Render every line of the records below as a numbered list, omitting blank lines and leaving out the pictures.

________________

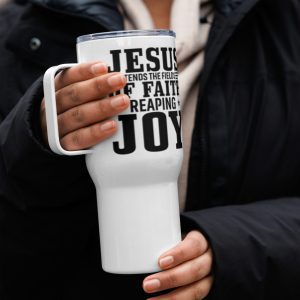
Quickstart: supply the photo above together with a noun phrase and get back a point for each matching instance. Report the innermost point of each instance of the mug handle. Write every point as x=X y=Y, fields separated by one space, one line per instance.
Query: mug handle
x=51 y=111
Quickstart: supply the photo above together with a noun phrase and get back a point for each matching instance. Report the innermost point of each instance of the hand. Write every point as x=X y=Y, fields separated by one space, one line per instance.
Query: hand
x=186 y=270
x=84 y=107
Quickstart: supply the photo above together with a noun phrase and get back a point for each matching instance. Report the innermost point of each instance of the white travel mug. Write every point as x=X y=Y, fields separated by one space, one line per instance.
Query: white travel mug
x=135 y=171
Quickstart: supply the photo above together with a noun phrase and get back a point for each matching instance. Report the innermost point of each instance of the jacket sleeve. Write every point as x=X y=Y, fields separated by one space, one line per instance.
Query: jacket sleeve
x=47 y=205
x=256 y=248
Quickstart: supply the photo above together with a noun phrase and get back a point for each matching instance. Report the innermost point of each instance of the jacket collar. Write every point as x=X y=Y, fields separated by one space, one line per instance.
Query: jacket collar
x=105 y=12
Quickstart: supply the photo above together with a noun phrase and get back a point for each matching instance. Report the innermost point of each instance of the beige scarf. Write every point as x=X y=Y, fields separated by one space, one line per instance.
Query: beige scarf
x=191 y=37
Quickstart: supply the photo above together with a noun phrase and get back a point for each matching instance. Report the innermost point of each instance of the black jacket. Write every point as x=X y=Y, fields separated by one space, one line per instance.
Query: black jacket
x=243 y=190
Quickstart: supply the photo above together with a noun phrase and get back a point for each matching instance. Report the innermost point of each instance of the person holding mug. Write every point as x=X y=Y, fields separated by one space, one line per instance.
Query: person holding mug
x=238 y=186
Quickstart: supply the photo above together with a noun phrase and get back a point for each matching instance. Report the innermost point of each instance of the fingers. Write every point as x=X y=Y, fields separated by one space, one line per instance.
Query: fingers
x=183 y=274
x=88 y=90
x=80 y=72
x=193 y=245
x=88 y=136
x=91 y=113
x=198 y=290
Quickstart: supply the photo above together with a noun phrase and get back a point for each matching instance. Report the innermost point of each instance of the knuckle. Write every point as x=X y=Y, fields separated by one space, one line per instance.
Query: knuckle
x=77 y=115
x=171 y=279
x=73 y=94
x=103 y=109
x=76 y=140
x=198 y=292
x=195 y=270
x=95 y=132
x=196 y=244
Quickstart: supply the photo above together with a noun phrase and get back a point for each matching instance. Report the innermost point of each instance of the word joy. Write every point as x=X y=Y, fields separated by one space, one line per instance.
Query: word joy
x=148 y=121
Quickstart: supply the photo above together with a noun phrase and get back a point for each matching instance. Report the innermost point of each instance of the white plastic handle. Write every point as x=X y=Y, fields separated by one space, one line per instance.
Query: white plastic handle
x=51 y=112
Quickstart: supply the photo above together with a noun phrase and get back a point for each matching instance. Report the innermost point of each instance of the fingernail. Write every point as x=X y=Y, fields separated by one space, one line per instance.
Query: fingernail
x=166 y=261
x=151 y=285
x=108 y=125
x=116 y=80
x=99 y=68
x=119 y=101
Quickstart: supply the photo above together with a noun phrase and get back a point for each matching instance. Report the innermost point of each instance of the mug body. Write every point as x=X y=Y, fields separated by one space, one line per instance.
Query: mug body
x=136 y=170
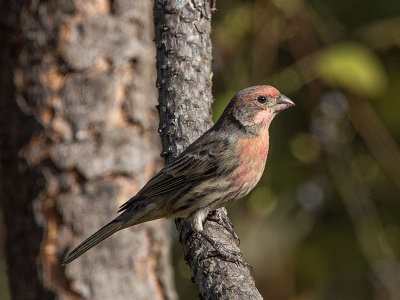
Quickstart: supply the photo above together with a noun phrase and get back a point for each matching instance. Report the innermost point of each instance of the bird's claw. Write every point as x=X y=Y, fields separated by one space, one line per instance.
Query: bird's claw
x=223 y=220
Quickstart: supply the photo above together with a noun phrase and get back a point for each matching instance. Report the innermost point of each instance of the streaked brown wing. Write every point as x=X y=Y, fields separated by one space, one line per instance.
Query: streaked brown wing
x=192 y=166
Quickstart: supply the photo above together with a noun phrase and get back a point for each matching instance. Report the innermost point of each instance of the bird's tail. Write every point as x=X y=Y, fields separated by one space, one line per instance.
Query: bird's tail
x=94 y=239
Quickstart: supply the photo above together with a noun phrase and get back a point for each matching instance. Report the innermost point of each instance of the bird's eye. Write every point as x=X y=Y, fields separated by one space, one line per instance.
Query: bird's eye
x=262 y=99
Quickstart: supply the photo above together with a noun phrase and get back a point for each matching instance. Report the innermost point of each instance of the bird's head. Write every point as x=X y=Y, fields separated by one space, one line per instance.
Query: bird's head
x=256 y=106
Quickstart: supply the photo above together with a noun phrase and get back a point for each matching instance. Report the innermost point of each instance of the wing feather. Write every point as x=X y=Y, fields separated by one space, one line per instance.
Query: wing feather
x=194 y=165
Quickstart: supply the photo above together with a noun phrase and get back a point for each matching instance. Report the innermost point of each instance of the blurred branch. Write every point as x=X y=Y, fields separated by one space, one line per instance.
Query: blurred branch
x=184 y=81
x=376 y=136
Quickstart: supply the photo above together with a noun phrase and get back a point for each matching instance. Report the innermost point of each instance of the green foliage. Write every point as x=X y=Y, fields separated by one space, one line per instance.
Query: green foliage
x=325 y=214
x=352 y=66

________________

→ **The completed task**
1. Quickstart: supply the photo above together with a noun phrase and get back a point for each matching instance. Report the innermost point of each instance of the mug handle. Write every point as x=X y=Y, fields separated by one space, one line per instance.
2. Query: mug handle
3. x=51 y=111
4. Quickstart: supply the photo above together with a noun phrase and get back a point for each matching instance. Report the innermost point of each instance of the hand. Write every point as x=X y=Y, fields separated by one space, one line per instance.
5. Query: hand
6. x=186 y=270
7. x=84 y=107
8. Quickstart: supply the photo above together with a noun phrase and get back a point for each matching instance. Report the innermost point of each instance of the white travel mug. Write every point as x=X y=Y, fields separated by one space, one line per instance.
9. Query: white travel mug
10. x=135 y=171
11. Quickstart: supply the photo above together with a noun phrase and get back a point for each matching instance. Report the innermost point of each instance of the jacket sleeve. Write every point as x=X y=Y, fields separated by one space, one line per instance.
12. Query: jacket sleeve
13. x=47 y=205
14. x=256 y=248
15. Quickstart: supply the photo above together with a noun phrase and get back a point for each matching instance. Report the innermost point of each instance of the jacket collar. Write every point as x=X y=Y, fields separated by one space, one line per instance.
16. Query: jacket collar
17. x=105 y=12
18. Quickstart: supply the photo above together with a noun phrase and get back a point for each matching instance. Report the innermost point of each instance of the beige scarf. Write every point as x=X y=Y, fields separated by one space, one line per instance.
19. Query: beige scarf
20. x=191 y=37
21. Quickstart: supply the photo above together with a noun phrase and get back a point for each matching instance. Report the innermost point of each instance of the black jacket. Write every point as x=X y=Y, fields separated by one space, one line per instance.
22. Query: black jacket
23. x=243 y=190
24. Quickstart: supply the photo above together with a noun phrase and get back a point for each matching instance. Report the innermost point of each instance of the person holding mug. Write every point as x=X y=Y, fields separated by one space, one line per instance.
25. Query: person holding mug
26. x=238 y=186
27. Quickstart: supply the photo above together with a noun phrase and get back a point for each matching instance. Report the innermost point of each instance of the fingers. Write every point as x=X y=Y, fields separated by one space, one line per instance.
28. Query: fingers
29. x=183 y=274
30. x=88 y=90
31. x=80 y=72
32. x=193 y=245
33. x=88 y=136
34. x=91 y=113
35. x=198 y=290
36. Quickstart: supply the photo above together with a noun phrase and get back a point for each matching instance. Report the innermost point of each instance of the knuckle. Write every point as x=X y=Y, fields separated by one space, one line per instance.
37. Query: knuckle
38. x=77 y=115
39. x=171 y=279
40. x=73 y=94
41. x=103 y=109
42. x=76 y=140
43. x=198 y=292
44. x=195 y=270
45. x=95 y=132
46. x=196 y=244
47. Quickstart: supply the photo above together with a noun phrase and get back a point for each matching instance. Report the innermost point of each instance of the word joy. Write every point as x=X y=Y, fields separated by one space, one line per instance.
48. Query: word joy
49. x=148 y=121
50. Quickstart: supply the photo above together with a noun phrase and get back a point for each matching instance. Report the innermost point of each instance of the white plastic handle. Write every point as x=X y=Y, fields separated by one space, one line per instance.
51. Query: white plastic handle
52. x=51 y=112
53. Quickstart: supply the photo above together with a noun phrase and get back a point for each matching instance. Report the innermost point of each instance of the fingernail. Write every point as x=X y=Y, fields separated by one space, one line per instance.
54. Query: fingernail
55. x=166 y=261
56. x=151 y=285
57. x=108 y=125
58. x=116 y=80
59. x=99 y=68
60. x=119 y=101
61. Quickstart: supply the photo above together with a noun phrase and get back a point for each matching instance. Report the innermost point of each instance of the mug body. Write every point as x=X y=Y, fields separated by one space, one line per instance.
62. Query: mug body
63. x=136 y=170
64. Quickstart: supply the photo above together with a noun phrase and get back a point for each matching instance. Report the innermost point of each instance of the bird's claw. Write every point as x=X y=Y, fields separated by one space, one line per instance.
65. Query: bird's claw
66. x=223 y=220
67. Quickstart: supply the photo above together with a noun phrase and get back a point for each matching instance. Report the innermost point of each instance of the streaked brown wing. Write every point as x=X y=Y, fields separated by one space, one line per instance.
68. Query: streaked brown wing
69. x=192 y=166
70. Quickstart: supply the photo above together with a noun phrase and get back a point for each matching instance. Report the innermost point of each instance of the bird's tail. Write every point as x=X y=Y, fields separated by one space, one line per instance.
71. Query: bird's tail
72. x=94 y=239
73. Quickstart: supply the photo above together with a noun phrase and get back a point for each matching instance. Report the innermost point of each instance of the bird's eye. Write every point as x=X y=Y, fields separated by one space, one line per instance.
74. Query: bird's eye
75. x=262 y=99
76. Quickstart: supply the photo above together with a noun phrase and get back a point for each matching instance. Report the innermost point of each instance of the bird's head. Write every point as x=X y=Y, fields separated by one space, one line per instance.
77. Query: bird's head
78. x=256 y=106
79. Quickstart: supply the photo above together with a noun phrase and get back a point for each matching instance. Report the innermost point of each instance of the wing feather. Write every point as x=X y=Y, fields separated by one space, one line per instance.
80. Query: wing feather
81. x=194 y=165
82. Quickstart: supply the photo above together with a noun phrase and get back a point for each matching instance. Report the innermost point of each instance of the blurred branch. Write every point as x=X y=Y, fields separated by one space, one line per instance.
83. Query: blurred branch
84. x=184 y=81
85. x=376 y=136
86. Quickstart: supply the photo above together with a noun phrase and get back a point for each matching instance. Report the innermost point of each instance of the green foliage. Write every point as x=X y=Y, fields separated by one space, one line per instance.
87. Query: green foliage
88. x=325 y=214
89. x=352 y=66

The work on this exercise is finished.